_Set exercise:_
Please pull out every line below that contains the word "yellow", copying each one in full. Case counts.

_Rows from a pointing dataset:_
----------

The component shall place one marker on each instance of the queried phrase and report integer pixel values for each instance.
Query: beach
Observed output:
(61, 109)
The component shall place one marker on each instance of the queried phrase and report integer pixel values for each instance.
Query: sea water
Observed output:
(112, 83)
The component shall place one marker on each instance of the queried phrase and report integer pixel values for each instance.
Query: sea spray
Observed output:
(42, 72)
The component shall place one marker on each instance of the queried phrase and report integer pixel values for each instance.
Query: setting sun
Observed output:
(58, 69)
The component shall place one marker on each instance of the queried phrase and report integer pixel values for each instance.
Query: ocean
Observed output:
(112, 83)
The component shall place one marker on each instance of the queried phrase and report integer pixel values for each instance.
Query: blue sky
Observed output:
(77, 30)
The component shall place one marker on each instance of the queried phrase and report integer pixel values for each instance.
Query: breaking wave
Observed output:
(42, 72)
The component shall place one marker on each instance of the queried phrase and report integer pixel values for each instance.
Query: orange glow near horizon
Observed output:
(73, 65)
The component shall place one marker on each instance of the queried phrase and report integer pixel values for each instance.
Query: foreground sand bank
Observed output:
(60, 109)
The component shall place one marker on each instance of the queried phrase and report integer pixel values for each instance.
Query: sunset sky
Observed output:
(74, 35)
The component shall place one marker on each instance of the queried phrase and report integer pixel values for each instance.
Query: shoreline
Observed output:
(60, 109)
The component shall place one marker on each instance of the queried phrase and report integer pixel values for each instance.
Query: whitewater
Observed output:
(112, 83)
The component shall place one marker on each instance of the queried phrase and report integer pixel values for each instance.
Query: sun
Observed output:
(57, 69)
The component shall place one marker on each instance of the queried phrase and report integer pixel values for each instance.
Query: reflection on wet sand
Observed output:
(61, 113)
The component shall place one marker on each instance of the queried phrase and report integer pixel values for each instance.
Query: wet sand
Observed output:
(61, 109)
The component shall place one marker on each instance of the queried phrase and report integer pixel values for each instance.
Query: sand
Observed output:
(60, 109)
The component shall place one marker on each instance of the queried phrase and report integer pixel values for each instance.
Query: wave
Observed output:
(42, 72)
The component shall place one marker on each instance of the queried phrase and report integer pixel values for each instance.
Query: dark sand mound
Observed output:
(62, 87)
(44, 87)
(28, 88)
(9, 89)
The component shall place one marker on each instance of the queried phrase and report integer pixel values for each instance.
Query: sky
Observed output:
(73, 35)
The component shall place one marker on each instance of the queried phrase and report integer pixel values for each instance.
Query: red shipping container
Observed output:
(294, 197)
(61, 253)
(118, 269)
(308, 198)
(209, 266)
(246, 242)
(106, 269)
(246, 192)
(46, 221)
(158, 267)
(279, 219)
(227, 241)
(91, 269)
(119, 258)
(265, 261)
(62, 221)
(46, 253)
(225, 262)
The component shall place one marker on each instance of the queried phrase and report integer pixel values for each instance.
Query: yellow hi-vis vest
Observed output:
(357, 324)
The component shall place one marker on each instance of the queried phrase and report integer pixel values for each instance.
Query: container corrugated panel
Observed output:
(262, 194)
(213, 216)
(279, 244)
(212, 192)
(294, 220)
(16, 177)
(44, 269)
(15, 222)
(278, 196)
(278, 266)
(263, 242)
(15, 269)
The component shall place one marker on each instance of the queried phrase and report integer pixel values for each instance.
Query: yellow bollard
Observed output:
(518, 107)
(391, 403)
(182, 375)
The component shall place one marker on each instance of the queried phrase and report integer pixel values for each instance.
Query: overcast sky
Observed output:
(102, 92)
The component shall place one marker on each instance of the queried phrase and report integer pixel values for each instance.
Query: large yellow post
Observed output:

----------

_Response:_
Query: yellow hi-vis vest
Query: yellow bollard
Query: large yellow post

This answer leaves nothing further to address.